* _练习说明_
请把下面所有的行逐字照抄一遍，但答案中不要包含图片。

* _记录信息_

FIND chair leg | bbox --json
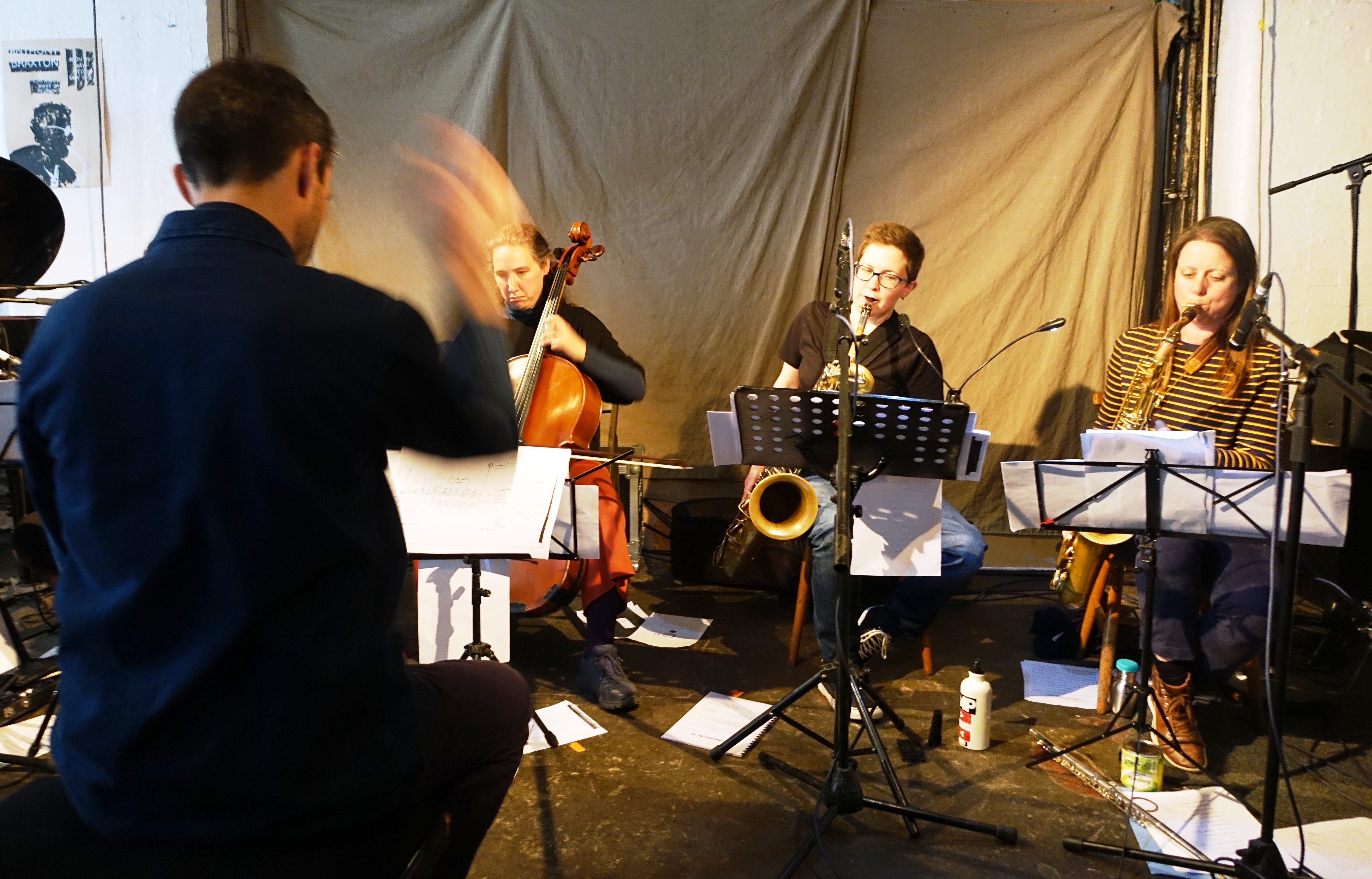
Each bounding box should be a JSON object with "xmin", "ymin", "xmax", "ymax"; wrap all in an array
[
  {"xmin": 1096, "ymin": 565, "xmax": 1124, "ymax": 715},
  {"xmin": 1243, "ymin": 657, "xmax": 1268, "ymax": 729},
  {"xmin": 1077, "ymin": 553, "xmax": 1114, "ymax": 658},
  {"xmin": 786, "ymin": 546, "xmax": 811, "ymax": 665}
]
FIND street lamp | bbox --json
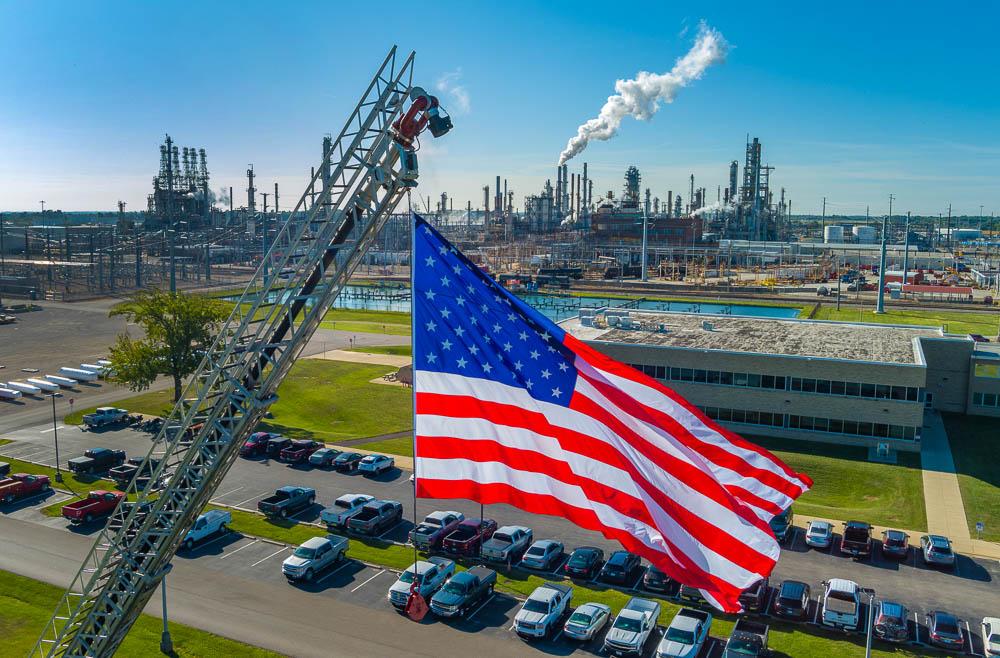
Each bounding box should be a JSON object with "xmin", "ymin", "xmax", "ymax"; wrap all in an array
[{"xmin": 49, "ymin": 393, "xmax": 62, "ymax": 482}]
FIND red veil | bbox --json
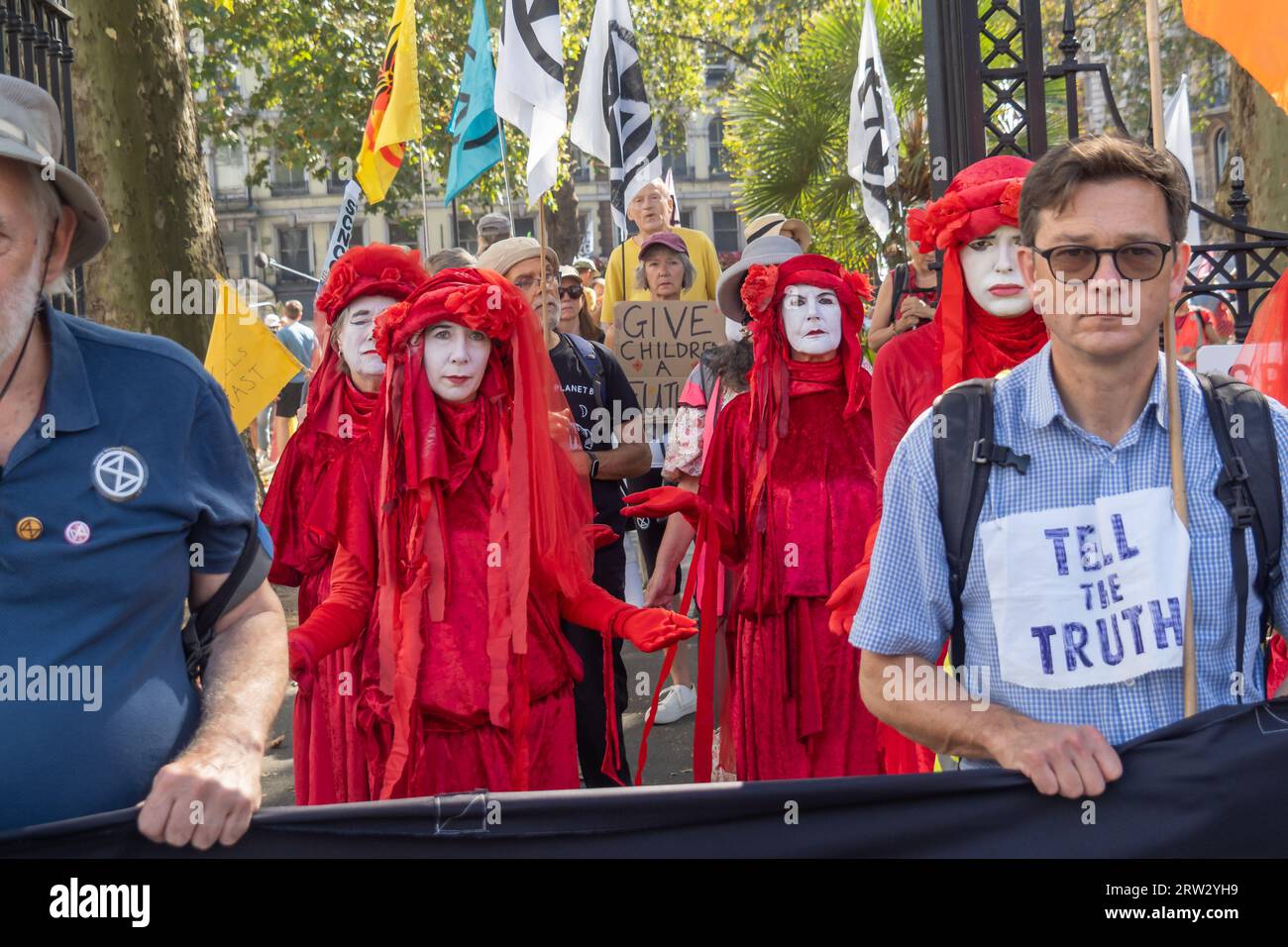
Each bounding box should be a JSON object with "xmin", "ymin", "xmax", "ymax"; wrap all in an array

* _参考答案_
FIND chair leg | bbox --json
Each bounding box should be a JSON object with "xmin", "ymin", "xmax", "ymax"; wrap all in an array
[
  {"xmin": 1096, "ymin": 565, "xmax": 1124, "ymax": 715},
  {"xmin": 1243, "ymin": 657, "xmax": 1268, "ymax": 729},
  {"xmin": 1077, "ymin": 553, "xmax": 1114, "ymax": 658},
  {"xmin": 786, "ymin": 546, "xmax": 811, "ymax": 665}
]
FIND street lamp | bbox --json
Each bounding box should be a JSON object with "xmin", "ymin", "xmax", "ymax"; wrap all in an array
[{"xmin": 49, "ymin": 393, "xmax": 62, "ymax": 482}]
FIND red veil | bbox --json
Each bounding box should be a JSON object with "xmin", "ymin", "xmax", "ymax"; wrap all in an array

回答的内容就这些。